→ What is expected
Please rewrite the listing below as a numbered list, leaving out any blank lines.
[start of Records]
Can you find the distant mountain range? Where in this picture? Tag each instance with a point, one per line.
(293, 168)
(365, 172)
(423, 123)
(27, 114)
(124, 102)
[end of Records]
→ Solution for this task
1. Can you find the distant mountain range? Where in this picture? Tag each instance with a point, one per line.
2. (293, 168)
3. (365, 172)
4. (423, 123)
5. (27, 114)
6. (124, 102)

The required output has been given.